(Stored rows):
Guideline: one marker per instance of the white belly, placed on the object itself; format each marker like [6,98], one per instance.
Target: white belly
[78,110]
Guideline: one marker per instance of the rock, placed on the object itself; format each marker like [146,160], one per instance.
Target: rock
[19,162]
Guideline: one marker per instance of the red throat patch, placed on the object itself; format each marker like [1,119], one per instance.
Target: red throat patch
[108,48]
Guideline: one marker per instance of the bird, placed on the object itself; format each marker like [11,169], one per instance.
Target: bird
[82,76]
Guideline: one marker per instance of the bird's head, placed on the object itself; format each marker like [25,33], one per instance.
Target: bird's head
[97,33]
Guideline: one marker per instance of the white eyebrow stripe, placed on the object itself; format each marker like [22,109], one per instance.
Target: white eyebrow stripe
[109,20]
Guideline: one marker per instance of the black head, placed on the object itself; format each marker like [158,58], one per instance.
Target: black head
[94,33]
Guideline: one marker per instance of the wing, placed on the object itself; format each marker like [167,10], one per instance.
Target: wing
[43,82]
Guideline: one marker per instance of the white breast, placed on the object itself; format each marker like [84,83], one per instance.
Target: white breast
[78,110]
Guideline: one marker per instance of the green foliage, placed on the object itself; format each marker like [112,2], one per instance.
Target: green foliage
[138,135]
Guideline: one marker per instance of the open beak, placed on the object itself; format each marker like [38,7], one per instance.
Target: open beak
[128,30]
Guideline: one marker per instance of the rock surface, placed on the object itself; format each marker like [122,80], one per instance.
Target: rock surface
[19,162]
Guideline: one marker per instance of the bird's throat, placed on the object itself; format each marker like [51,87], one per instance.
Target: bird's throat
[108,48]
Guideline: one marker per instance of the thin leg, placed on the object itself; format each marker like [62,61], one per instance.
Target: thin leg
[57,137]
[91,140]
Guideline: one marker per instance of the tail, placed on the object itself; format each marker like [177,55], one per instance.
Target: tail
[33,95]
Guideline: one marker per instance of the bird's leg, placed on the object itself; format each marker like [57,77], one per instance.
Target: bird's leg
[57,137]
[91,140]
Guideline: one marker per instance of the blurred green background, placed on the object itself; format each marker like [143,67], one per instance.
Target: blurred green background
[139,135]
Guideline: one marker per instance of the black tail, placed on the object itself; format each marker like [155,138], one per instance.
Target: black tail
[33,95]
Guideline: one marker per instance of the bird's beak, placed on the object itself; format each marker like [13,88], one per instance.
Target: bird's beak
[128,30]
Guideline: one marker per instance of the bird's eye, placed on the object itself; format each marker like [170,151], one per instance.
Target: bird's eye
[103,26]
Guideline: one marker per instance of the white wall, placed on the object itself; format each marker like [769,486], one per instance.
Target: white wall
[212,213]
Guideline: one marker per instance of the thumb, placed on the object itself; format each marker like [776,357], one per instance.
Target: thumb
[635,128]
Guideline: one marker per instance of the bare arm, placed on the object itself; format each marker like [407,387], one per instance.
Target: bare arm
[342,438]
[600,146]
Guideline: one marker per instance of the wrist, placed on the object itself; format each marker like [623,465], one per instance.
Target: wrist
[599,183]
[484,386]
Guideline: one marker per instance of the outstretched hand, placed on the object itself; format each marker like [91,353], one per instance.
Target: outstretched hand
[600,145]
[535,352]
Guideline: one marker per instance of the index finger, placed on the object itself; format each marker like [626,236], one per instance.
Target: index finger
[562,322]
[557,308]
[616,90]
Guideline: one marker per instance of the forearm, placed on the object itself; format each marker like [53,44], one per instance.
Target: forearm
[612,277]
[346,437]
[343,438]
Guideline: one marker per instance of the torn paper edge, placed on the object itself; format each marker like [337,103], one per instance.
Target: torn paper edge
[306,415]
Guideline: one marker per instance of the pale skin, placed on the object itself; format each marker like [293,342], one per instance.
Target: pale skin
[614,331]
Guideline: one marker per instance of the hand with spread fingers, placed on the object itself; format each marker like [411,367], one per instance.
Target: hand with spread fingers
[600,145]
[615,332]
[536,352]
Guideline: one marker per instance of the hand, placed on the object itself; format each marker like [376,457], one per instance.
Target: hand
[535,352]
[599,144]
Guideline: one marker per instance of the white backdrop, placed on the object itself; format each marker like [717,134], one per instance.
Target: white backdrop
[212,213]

(Aim of the task):
Repeat every record, keeping each word and mark exactly as it is.

(Right answer):
Guideline: one marker per instance of the white belly, placed on the object itself; format each marker like [6,98], one per instance.
Target: white belly
[78,110]
Guideline: one marker per instance of the rock, placed on the object itself; format each marker like [146,160], one per instance.
Target: rock
[19,162]
Guideline: one marker per instance of the red throat patch, placed on the object itself; format each marker like [1,119], one per instance.
Target: red throat patch
[108,48]
Guideline: one marker per instance of the bird, placed on the object itself; format each marker like [11,169], one per instance.
Target: bird
[82,76]
Guideline: one marker per instance of the bird's head, placed on the object itself; format each marker like [25,33], one per instance.
Target: bird's head
[97,33]
Guideline: one marker per instance of the white eyebrow stripe, placed on the object itself; format each marker like [22,109], one per instance.
Target: white eyebrow stripe
[109,20]
Guideline: one marker per instance of the black head, placed on the object itself; format each marker like [158,58], one per instance.
Target: black head
[94,33]
Guideline: one marker per instance of the wing, placed on the object itself; format each marker like [167,10], one per instance.
Target: wing
[43,82]
Guideline: one marker per instance of the white breast, placed on the object itself; format each marker like [84,83], one per instance.
Target: white breast
[78,110]
Guideline: one marker per instance of the green foliage, placed on the object itself; format each marker like [112,2], one per instance.
Target: green foliage
[138,135]
Guideline: one marker per instance of the open beak, placed on the object itself; format each marker like [38,7], one per instance.
Target: open beak
[128,30]
Guideline: one marker per instance of the rock surface, placed on the object itself; format each marker like [122,80], one per instance.
Target: rock surface
[19,162]
Guideline: one marker per instance of the bird's throat, placed on the object itself; format each marker like [51,87], one per instance.
Target: bird's throat
[108,48]
Guideline: one marker per instance of the thin leg, placed on the object itself; format each marker like [62,61], one per instance.
Target: thin leg
[57,137]
[91,140]
Guideline: one marker per instance of the tail, placed on the object itself; format each marker like [177,55], one per instance.
Target: tail
[33,95]
Guideline: one marker per instance of the bird's leg, placed on the object itself; format each marker like [57,77], one per instance.
Target: bird's leg
[57,137]
[91,140]
Guideline: one marker per instance of the blurred green background, placed on the object itself; format each marker like [143,67], one per instance.
Target: blurred green background
[139,135]
Guideline: one marker per instance of the black tail, placed on the object itself; format each marker like [155,138], one per instance.
Target: black tail
[33,95]
Guideline: one marker per instance of the bird's beak, placed on the object itself; format each marker like [13,88], one per instance.
Target: bird's beak
[128,30]
Guideline: one marker per instance of the bird's eye, placed on the object itself; format each marker like [170,151], one per instance.
Target: bird's eye
[103,26]
Guideline: one marker per instance of the white wall, placed on the object itself; format each marker like [769,486], one per instance.
Target: white wall
[212,213]
Guideline: one marker per instance of the thumb, placed on the object itself; format each marker like [776,357], one per instance.
Target: thumb
[635,128]
Guideline: one marker per instance of the bare arm, placed on the object itself; format each marker like [407,387], one per instance.
Target: bare arm
[342,438]
[600,146]
Guideline: one marker per instance of the wrist, placed on the object itself; format each marker like [623,465], one per instance.
Target: wrist
[599,183]
[484,386]
Guideline: one marker per instance of the outstretched hand, placed on the object itself; format each marker like [91,353], one per instance.
Target: outstretched hand
[600,145]
[535,352]
Guideline: one marker per instance of the index finger, placed on the object itself; format each marker like [626,236], one per instance.
Target: index finger
[562,322]
[557,308]
[616,90]
Guideline: one marker per instance of the forearm, placed on the object itself; format each marker like [53,44], one per instance.
Target: forearm
[612,277]
[346,437]
[343,438]
Guideline: one marker per instance of the torn paper edge, placed on the object itself; format each marker like [337,103], one per instance.
Target: torn paper edge
[306,415]
Guideline: one marker per instance of the pale skin, placed on the object itself; format each marker like [293,342], one per instance.
Target: pale skin
[614,331]
Guideline: one marker per instance of the hand with spread fingers, placed on the object itself; format each marker like [411,367], one per instance.
Target: hand with spread fingers
[600,145]
[615,332]
[536,352]
Guideline: one marker per instance of the hand, placed on the object itself; format each marker like [376,457], one per instance.
Target: hand
[535,352]
[599,144]
Guideline: one marker per instance of the white backdrop, placed on the object itself; format each marker like [717,134], one per instance.
Target: white backdrop
[212,213]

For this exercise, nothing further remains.